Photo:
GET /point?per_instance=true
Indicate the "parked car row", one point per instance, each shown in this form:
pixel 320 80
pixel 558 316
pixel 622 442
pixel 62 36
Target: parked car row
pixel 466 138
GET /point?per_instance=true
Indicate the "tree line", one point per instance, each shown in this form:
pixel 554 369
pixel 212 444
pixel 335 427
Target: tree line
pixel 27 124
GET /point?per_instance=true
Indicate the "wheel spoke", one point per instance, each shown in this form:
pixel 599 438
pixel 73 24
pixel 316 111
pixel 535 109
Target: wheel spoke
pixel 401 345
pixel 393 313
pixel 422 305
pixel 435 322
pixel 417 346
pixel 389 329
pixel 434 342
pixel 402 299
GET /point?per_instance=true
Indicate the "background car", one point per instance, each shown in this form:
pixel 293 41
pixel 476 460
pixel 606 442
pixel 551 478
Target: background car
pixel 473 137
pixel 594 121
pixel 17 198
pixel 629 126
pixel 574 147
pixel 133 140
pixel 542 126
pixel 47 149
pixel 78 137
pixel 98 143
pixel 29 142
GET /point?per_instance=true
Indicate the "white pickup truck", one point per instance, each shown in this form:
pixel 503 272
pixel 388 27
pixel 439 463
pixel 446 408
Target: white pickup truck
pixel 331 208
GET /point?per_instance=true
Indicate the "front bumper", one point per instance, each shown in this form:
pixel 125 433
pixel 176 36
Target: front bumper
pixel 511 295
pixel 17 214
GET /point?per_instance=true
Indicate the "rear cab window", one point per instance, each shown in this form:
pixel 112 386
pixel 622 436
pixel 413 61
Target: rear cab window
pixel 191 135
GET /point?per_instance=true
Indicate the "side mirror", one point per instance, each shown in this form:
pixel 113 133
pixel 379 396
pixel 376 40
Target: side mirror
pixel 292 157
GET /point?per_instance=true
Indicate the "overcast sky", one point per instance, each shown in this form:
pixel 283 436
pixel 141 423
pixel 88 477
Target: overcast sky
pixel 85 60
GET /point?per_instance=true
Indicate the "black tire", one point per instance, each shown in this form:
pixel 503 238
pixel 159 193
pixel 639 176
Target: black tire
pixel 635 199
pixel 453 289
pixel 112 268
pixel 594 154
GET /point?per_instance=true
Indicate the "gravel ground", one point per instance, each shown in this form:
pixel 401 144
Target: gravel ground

+ + + + + + +

> What is needed
Reproduce only what lies between the start of the listing above and the end of the line containing "pixel 176 36", keeping every line exact.

> Answer for the task
Photo:
GET /point?per_instance=true
Indicate the "parked car row", one point per instance, each shown in this form:
pixel 320 80
pixel 558 316
pixel 622 442
pixel 62 36
Target: parked car row
pixel 466 138
GET /point?per_instance=true
Indicate the "tree line", one point per instance, each shown in this form:
pixel 554 369
pixel 212 444
pixel 335 427
Target: tree line
pixel 27 124
GET /point?per_instance=true
Indicate the "wheel spoke", one point per instance, each shown in this form:
pixel 599 438
pixel 73 24
pixel 316 111
pixel 535 109
Target: wheel spoke
pixel 401 345
pixel 393 313
pixel 422 305
pixel 435 322
pixel 417 346
pixel 389 329
pixel 434 342
pixel 402 299
GET /point?per_instance=true
Indicate the "background car", one point per instance, each shown in this form:
pixel 293 41
pixel 476 460
pixel 606 442
pixel 551 478
Target: background car
pixel 473 137
pixel 594 121
pixel 17 198
pixel 629 126
pixel 574 147
pixel 133 140
pixel 542 126
pixel 47 149
pixel 78 137
pixel 98 143
pixel 29 142
GET /point?per_instance=true
Indicate the "white pickup truck", one point per instance, each shown in this form:
pixel 503 272
pixel 388 27
pixel 439 463
pixel 446 408
Target: white pickup truck
pixel 331 208
GET /point?per_instance=true
Indicate the "front bumper", one point per instance, each shown in this form:
pixel 125 433
pixel 176 36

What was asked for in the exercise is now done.